▸ Data for the task
========================================================================
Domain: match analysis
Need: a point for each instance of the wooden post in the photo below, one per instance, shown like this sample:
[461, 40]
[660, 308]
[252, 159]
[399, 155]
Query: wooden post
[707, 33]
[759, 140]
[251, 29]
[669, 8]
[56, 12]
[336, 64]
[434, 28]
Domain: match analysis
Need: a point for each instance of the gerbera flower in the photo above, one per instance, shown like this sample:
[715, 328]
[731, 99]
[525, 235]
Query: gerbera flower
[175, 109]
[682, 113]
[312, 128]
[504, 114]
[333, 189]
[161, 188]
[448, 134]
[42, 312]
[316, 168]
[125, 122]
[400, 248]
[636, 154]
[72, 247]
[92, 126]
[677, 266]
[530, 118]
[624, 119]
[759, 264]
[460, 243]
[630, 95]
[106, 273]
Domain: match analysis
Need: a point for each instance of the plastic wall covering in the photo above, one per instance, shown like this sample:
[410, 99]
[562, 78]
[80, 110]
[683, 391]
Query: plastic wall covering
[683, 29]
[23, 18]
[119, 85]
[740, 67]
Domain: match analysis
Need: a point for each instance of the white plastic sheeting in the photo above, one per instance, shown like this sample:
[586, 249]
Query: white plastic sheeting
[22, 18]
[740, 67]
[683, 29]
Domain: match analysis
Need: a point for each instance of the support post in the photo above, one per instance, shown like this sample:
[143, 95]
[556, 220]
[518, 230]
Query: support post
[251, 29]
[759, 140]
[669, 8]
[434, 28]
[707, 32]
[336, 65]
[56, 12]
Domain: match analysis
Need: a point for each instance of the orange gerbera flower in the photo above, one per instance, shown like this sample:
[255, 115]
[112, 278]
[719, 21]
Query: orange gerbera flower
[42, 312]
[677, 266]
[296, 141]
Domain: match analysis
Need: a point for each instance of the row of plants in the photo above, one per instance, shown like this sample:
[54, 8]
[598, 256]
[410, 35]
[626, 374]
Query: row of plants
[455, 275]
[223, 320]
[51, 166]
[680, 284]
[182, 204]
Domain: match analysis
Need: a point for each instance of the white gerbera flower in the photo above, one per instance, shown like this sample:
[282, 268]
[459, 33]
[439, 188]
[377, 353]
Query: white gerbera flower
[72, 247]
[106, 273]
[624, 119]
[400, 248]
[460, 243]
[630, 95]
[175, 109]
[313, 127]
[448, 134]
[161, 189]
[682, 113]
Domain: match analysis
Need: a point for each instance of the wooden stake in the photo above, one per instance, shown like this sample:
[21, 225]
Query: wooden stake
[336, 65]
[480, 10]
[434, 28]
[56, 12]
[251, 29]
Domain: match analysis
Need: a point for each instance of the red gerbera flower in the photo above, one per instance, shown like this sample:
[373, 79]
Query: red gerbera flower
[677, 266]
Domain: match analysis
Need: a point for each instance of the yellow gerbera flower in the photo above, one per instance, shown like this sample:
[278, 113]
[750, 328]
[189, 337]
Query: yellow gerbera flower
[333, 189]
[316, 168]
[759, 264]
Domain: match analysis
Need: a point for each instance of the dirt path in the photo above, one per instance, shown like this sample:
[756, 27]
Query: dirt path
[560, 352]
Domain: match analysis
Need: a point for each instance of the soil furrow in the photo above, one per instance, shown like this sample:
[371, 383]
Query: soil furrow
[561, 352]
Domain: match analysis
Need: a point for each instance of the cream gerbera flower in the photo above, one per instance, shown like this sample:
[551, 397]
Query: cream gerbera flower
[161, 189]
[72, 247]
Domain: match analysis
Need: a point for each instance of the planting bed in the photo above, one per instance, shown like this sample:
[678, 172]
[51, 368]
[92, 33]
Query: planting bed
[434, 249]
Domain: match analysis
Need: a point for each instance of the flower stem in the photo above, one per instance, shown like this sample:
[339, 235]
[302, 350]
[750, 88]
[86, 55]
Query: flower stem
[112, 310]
========================================================================
▸ Work instructions
Write the listing out again, exactly as it reads.

▸ Solution below
Domain: match analysis
Need: a point for each instance of the wooden post in the photo below, one per instance, shown like this sample:
[461, 40]
[660, 308]
[252, 159]
[399, 155]
Query: wooden post
[707, 33]
[759, 140]
[251, 29]
[669, 8]
[56, 12]
[336, 64]
[434, 28]
Domain: match analysis
Need: a point for each instance of the gerbera flower in the photo above, one per instance, shown like this sample:
[715, 328]
[731, 99]
[525, 235]
Query: gerbera flower
[175, 109]
[682, 113]
[312, 128]
[504, 114]
[333, 189]
[161, 188]
[448, 134]
[42, 312]
[316, 168]
[125, 122]
[400, 248]
[636, 154]
[72, 247]
[92, 126]
[677, 266]
[530, 118]
[624, 119]
[759, 264]
[460, 243]
[630, 95]
[106, 273]
Domain: match analysis
Need: a point for each instance of the plastic wall covering in the photo above, one per instance, shown like this sample:
[410, 99]
[562, 78]
[80, 110]
[683, 391]
Query: plastic wall covering
[683, 29]
[23, 18]
[119, 85]
[740, 67]
Domain: match analysis
Need: a point for each instance of the white plastic sheeting in the photo above, one per instance, shown like this sample:
[586, 249]
Query: white plastic sheeting
[22, 18]
[740, 67]
[683, 29]
Domain: match analysis
Need: a point for each instance of the support post in the photo above, one per instance, shown like this sample:
[143, 95]
[556, 220]
[518, 230]
Query: support post
[251, 29]
[759, 140]
[669, 8]
[434, 28]
[707, 32]
[336, 65]
[56, 12]
Domain: match analysis
Need: a point for each instance of the orange gerbera flower in the photo above, one per instance, shown like this sample:
[255, 115]
[112, 278]
[719, 21]
Query: orange gerbera flower
[42, 312]
[677, 266]
[296, 141]
Domain: match analysis
Need: a point for each instance of the row of plants in the photo above, one per instance, shown like this sample:
[54, 8]
[598, 256]
[410, 35]
[626, 374]
Query: row of plants
[455, 275]
[223, 320]
[51, 166]
[680, 284]
[182, 204]
Domain: match analysis
Need: a point for each instance of the white gerbera flower in the photo above, one per instance, shown like this sample:
[282, 268]
[459, 33]
[439, 188]
[377, 353]
Query: white gerbera flower
[72, 247]
[106, 273]
[624, 119]
[400, 248]
[460, 243]
[630, 95]
[175, 109]
[313, 127]
[448, 134]
[161, 189]
[682, 113]
Domain: match analysis
Need: a point for each instance of the wooden stake in the photo above, one per instance, shown like this sample:
[21, 225]
Query: wooden stake
[336, 65]
[480, 10]
[434, 28]
[56, 12]
[251, 29]
Domain: match analysis
Need: a point for each instance of the red gerbera flower in the photo above, one per instance, shown like this sample:
[373, 79]
Query: red gerbera flower
[677, 266]
Domain: match analysis
Need: a point for each instance of the yellow gerbera flower in the photo above, one per instance, shown like this sample:
[278, 113]
[750, 328]
[189, 337]
Query: yellow gerbera flower
[333, 189]
[316, 168]
[759, 264]
Domain: match analysis
Need: a point for each instance of the dirt path in the photo above, one per instance, shown like this sample:
[756, 27]
Query: dirt path
[560, 352]
Domain: match analysis
Need: a point for each instance of the soil furrow in the photo above, one per instance, shown like this sample:
[371, 383]
Query: soil furrow
[561, 352]
Domain: match analysis
Need: a point for each instance of the cream gerbera flower in the photo above, one per instance, shown like this sample:
[551, 397]
Query: cream gerbera flower
[161, 189]
[72, 247]
Domain: match analysis
Need: a point for each instance of the planting bed in the photo above, one per instance, shown like this sample:
[678, 172]
[51, 368]
[92, 33]
Query: planting bed
[434, 249]
Domain: match analysis
Need: a point for each instance of the flower stem in the photo above, one per instance, shown like this sample:
[339, 235]
[302, 350]
[750, 88]
[86, 55]
Query: flower stem
[112, 310]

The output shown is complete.